■ GIVEN PASSAGE

=== Section Start ===

Not best for college savings: A major selling point of Gerber Life is that the cash value of the Grow-Up Plan helps pay for college. But in reality, with the meager cash value of the Grow-Up Plan, it is hard to pay for college. Besides, there are several better ways to save for college, the best and most common among them being a 529 College Savings Plan. This is an investment plan with education-specific tax advantages. It is basically an IRA, but for college savings.
The biggest advantage of the 529 College Saving Plan over child life insurance policies is tax breaks. The plan is mostly tax-free, and as long as you use the money for legitimate educational expenses, you don’t have to pay a dime in taxes. This is awesome even after those tax cuts.
The money from the 529 plan may also be used to pay for private high school or university. You don’t even need to declare your earnings from the 529 plan, because it isn’t counted as income. That isn’t the same for child life insurance. If you get a payout of $100,000 from a child life insurance policy, it counts as income and puts at risk the possibility of getting grants, scholarship, or financial aid.

=== Section End ===

■ INFORMATION SHOWN
=== Section Start ===

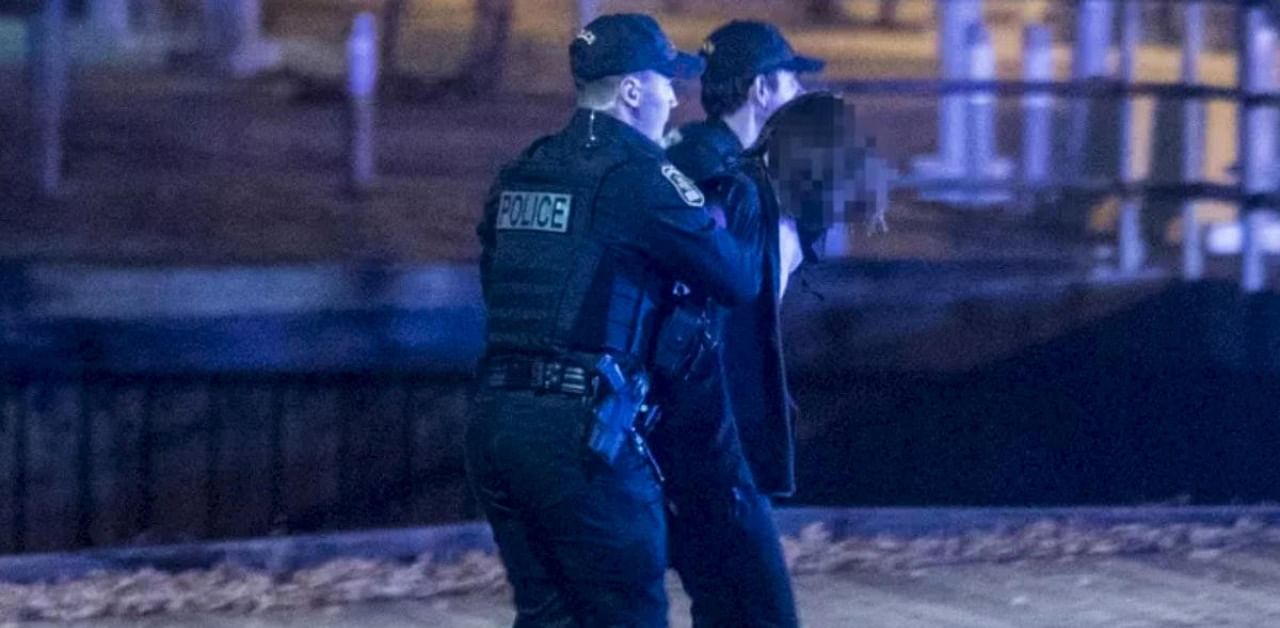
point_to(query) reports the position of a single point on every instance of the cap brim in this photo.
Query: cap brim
(804, 64)
(684, 67)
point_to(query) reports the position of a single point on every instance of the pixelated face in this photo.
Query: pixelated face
(652, 106)
(824, 174)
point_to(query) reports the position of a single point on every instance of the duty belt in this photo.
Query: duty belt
(539, 375)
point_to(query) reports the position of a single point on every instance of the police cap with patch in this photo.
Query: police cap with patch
(744, 49)
(626, 42)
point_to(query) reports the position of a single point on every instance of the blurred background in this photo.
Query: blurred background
(237, 285)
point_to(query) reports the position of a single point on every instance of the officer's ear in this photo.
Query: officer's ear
(759, 91)
(629, 90)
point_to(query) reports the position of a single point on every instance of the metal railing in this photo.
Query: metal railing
(967, 169)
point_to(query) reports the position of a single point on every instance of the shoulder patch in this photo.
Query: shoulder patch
(685, 187)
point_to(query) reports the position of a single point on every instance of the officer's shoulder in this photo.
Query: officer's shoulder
(659, 180)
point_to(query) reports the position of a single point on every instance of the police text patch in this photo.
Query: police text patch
(685, 186)
(534, 211)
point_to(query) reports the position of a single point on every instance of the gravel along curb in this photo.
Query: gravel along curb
(248, 577)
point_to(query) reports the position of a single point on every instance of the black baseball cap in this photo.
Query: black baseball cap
(745, 49)
(625, 42)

=== Section End ===

■ EXERCISE DETAILS
Answer these questions from the passage on college savings:
1. What does the passage call the best and most common way to save for college?
2. What is the biggest advantage of the 529 plan over child life insurance policies?
3. How is a $100,000 payout from a child life insurance policy counted?

■ RESPONSE
1. A 529 College Savings Plan.
2. Tax breaks.
3. As income, which puts the chance of getting grants, scholarships, or financial aid at risk.